ELENCO DEI COMPITI:
1. Riscrivi in forma più breve il paragrafo dell'articolo su Marchionne che comincia con «Crisi che si é acuita», mantenendone i fatti principali.
2. Secondo l'articolo su Marchionne, in quale città è ricoverato?

FONTE:
────────
C’è chi non piange per Marchionne
Mentre l’(ex) ad Fiat Sergio Marchionne si ritrova ricoverato a Zurigo, in lungo e in largo per lo stivale da giorni dilagano commenti e rimbalzano opinioni contrastanti sulla sua figura.
Un vero patriota, per alcuni, anche se non se ne capisce il motivo. Una persona da non irridere o su cui non infierire, per altri, quando da secoli la satira e l’irrisione dei potenti è uno dei minimi mezzi a disposizione per far venire alla luce l’odio di classe.
Andando aldilà della figura personale, sembra che odiare un padrone ed esplicitarlo a chiare lettere – senza ipocrisie – sia qualcosa di deplorevole, a partire – e come non poteva essere così? – dal Patrito democratico e i suoi accoliti, che si sono stretti attorno al capezzale del patron abruzzese. Se per i politici di alto bordo questo è normale, essendo i garanti degli interessi padronali assieme alle guardie e alle corporazioni sindacali “padronalizzate”, non lo dovrebbe essere per molte persone “normali” che abbiano a mente la cronistoria, anche a grandi linee, degli ultimi due decenni in Italia o almeno dall’avvento della crisi capitalistica.
Crisi che si é acuita, estesa a macchia d’olio, divenendo strutturale e dunque “normalizzata” a scapito dei poveri, anche tramite l’implementazione bieca dei tanti modelli Marchionne a livello globale. Altro che interesse di bandiera o “illuminato” spirito imprenditoriale. La sua innovazione in Fiat è stata quella degna delle tante multinazionali volte a generare profitto che magari tanti benpensanti di queste ultime ore hanno aspramente – e giustamente – disprezzato.
────────
DATI ESTRATTI:
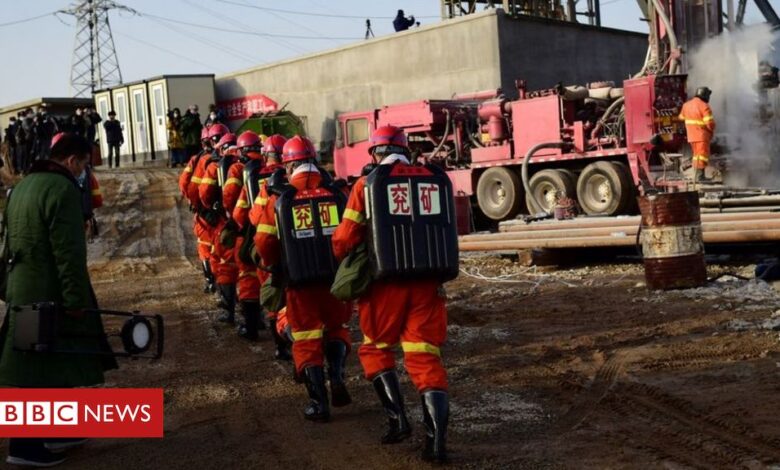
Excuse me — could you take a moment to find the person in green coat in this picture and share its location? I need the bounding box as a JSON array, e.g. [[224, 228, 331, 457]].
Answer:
[[0, 134, 117, 466]]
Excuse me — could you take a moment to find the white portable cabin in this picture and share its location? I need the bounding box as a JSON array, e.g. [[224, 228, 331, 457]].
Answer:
[[95, 74, 215, 166]]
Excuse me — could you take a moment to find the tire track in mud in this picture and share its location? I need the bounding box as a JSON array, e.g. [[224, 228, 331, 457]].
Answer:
[[550, 352, 625, 434], [604, 383, 780, 468]]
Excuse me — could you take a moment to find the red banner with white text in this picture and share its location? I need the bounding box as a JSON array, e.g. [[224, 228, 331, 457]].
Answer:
[[217, 94, 279, 121], [0, 388, 163, 438]]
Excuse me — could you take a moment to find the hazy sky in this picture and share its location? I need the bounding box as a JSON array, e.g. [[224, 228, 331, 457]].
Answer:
[[0, 0, 780, 107]]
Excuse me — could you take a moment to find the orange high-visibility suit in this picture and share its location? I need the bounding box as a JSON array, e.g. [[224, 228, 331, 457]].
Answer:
[[198, 159, 238, 285], [679, 96, 715, 170], [247, 163, 284, 320], [332, 176, 447, 393], [222, 160, 260, 302], [185, 151, 213, 261], [255, 172, 352, 373]]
────────
RISPOSTE COMPLETE:
1. La crisi si è aggravata ed è dilagata fino a diventare strutturale e «normalizzata» a danno dei poveri, anche per l'applicazione dei modelli Marchionne a livello globale. Non c'entrano l'interesse di bandiera né uno spirito imprenditoriale «illuminato». L'innovazione di Marchionne in Fiat è stata quella tipica delle multinazionali orientate al profitto, che molti benpensanti hanno disprezzato, e a ragione.

2. A Zurigo.